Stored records
————

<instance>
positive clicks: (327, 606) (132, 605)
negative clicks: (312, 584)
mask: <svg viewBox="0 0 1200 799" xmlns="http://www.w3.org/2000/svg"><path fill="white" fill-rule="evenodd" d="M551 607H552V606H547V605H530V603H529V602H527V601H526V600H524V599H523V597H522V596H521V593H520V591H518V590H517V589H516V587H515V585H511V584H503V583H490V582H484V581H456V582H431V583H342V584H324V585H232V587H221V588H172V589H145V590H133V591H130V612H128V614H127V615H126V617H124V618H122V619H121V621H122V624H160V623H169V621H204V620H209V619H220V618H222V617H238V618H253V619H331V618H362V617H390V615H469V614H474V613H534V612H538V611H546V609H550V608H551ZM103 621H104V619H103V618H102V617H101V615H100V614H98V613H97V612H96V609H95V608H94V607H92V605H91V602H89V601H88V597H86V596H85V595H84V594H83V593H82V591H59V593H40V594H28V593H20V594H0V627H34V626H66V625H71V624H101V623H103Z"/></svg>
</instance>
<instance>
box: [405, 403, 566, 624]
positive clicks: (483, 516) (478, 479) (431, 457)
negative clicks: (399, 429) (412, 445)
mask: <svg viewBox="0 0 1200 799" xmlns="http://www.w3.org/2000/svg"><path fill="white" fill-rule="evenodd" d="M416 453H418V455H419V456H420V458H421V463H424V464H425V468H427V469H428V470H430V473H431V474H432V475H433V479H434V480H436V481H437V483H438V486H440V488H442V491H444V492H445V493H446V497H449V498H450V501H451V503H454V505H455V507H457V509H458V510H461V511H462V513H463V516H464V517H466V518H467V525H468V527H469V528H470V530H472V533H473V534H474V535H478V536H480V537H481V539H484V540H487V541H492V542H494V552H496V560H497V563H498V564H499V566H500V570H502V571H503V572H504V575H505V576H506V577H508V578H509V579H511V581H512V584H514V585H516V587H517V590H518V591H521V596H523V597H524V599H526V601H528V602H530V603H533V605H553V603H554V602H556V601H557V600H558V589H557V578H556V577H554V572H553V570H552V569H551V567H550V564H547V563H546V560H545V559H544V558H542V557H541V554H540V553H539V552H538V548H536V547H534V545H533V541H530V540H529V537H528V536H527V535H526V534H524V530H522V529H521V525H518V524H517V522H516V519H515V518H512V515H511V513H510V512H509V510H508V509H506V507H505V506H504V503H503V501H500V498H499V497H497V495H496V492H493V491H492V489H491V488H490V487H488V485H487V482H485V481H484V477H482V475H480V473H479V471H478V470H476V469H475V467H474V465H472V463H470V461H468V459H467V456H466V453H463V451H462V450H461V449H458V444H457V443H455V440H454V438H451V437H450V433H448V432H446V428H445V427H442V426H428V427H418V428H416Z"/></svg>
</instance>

————

→ **Your assignment**: Starting at the top of the entries and going on through the line with "negative clicks: (312, 584)", rewrite those lines with "foreground" substituted for "positive" and nothing else changed.

→ **The answer**:
<instance>
foreground clicks: (327, 606) (132, 605)
negative clicks: (312, 584)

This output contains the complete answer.